Somit durfte der Kläger die Protestaktion zwar durchführen, aber nur allein. In Herrsching hatten sich gestern Abend aber rund 150 Personen versammelt, in Starnberg mehr als 50.
Der Starnberger Landrat Stefan Frey (CSU) erklärte dem BR, man habe diese Aktion zugelassen, um sich inhaltlich dem Beschluss des Verwaltungsgerichtshofes anzupassen: "Das ist Neuland auch für alle Behörden, die mit solchen Versammlungen befasst sind, denn sie werden systematisch nicht angemeldet." Das mache es für die Versammlungsbehörden schwer, im Vorfeld Absprachen mit der Versammlungsleitung treffen zu können und man müsse ins Blaue hinein bestimmte Vorgaben machen und genau das werde man auch tun, sagt der Landrat.
Es würde nun eine neue Allgemeinverfügung erlassen, nach der unangemeldete Protest-Aktionen zwar nicht pauschal verboten seien, aber beschränkende Maßnahmen ergriffen würden - wie etwa die Zuweisung eines festen Versammlungsorts oder die Pflicht zum Tragen einer Maske, so Frey.

Arbeitsauftrag A
Gib den Textabschnitt von „Der Starnberger Landrat“ bis „Maske, so Frey.“ wortgetreu wieder.
Arbeitsauftrag B
Übersetze diesen Satz aus dem Textabschnitt ins Englische: „Somit durfte der Kläger die Protestaktion zwar durchführen, aber nur allein.“

Datenauszug
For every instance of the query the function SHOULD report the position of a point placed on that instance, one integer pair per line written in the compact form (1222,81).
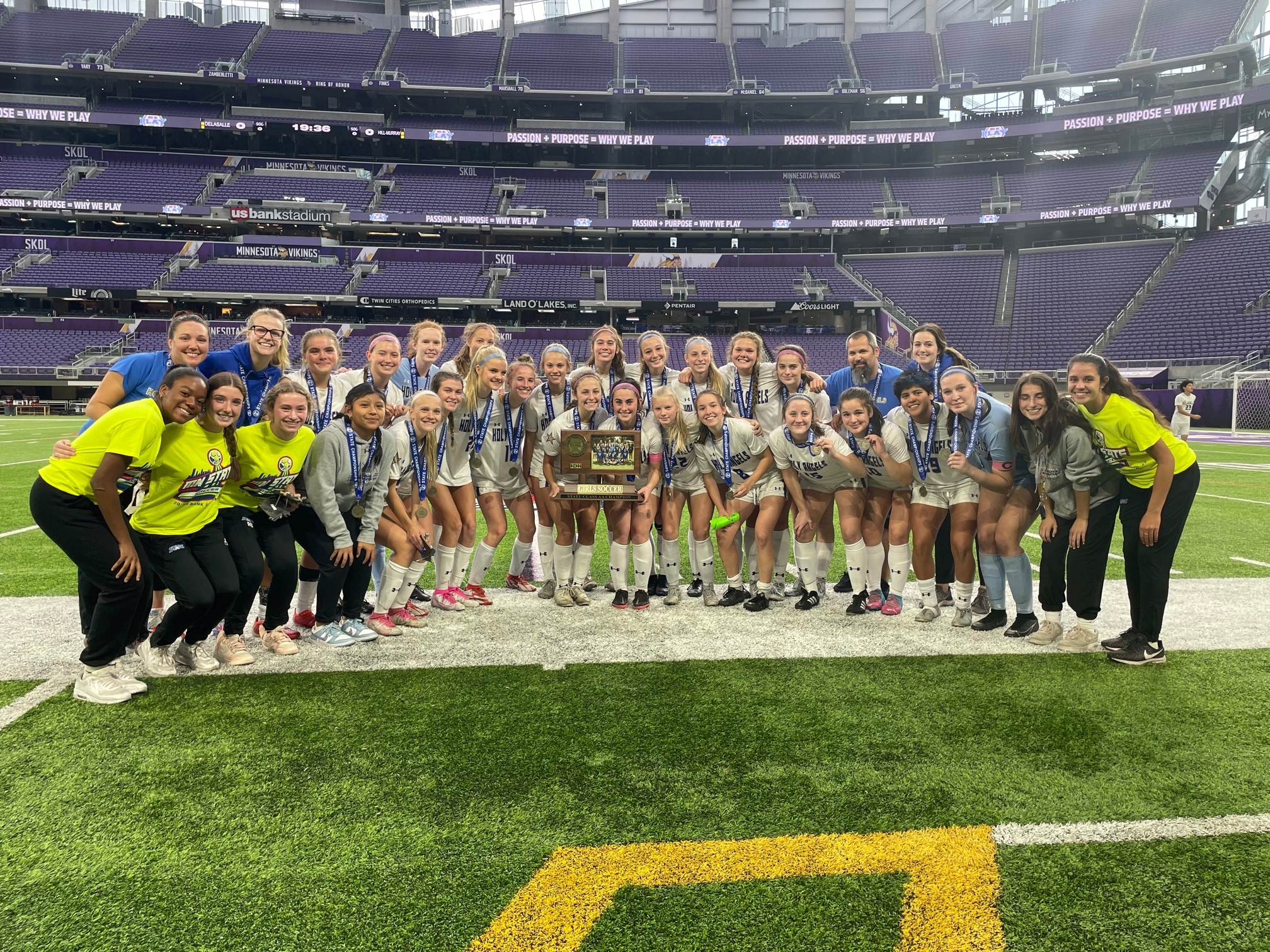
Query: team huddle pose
(198,472)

Ergebnis A
Der Starnberger Landrat Stefan Frey (CSU) erklärte dem BR, man habe diese Aktion zugelassen, um sich inhaltlich dem Beschluss des Verwaltungsgerichtshofes anzupassen: "Das ist Neuland auch für alle Behörden, die mit solchen Versammlungen befasst sind, denn sie werden systematisch nicht angemeldet." Das mache es für die Versammlungsbehörden schwer, im Vorfeld Absprachen mit der Versammlungsleitung treffen zu können und man müsse ins Blaue hinein bestimmte Vorgaben machen und genau das werde man auch tun, sagt der Landrat.
Es würde nun eine neue Allgemeinverfügung erlassen, nach der unangemeldete Protest-Aktionen zwar nicht pauschal verboten seien, aber beschränkende Maßnahmen ergriffen würden - wie etwa die Zuweisung eines festen Versammlungsorts oder die Pflicht zum Tragen einer Maske, so Frey.

Ergebnis B
Thus the plaintiff was permitted to carry out the protest action, but only alone.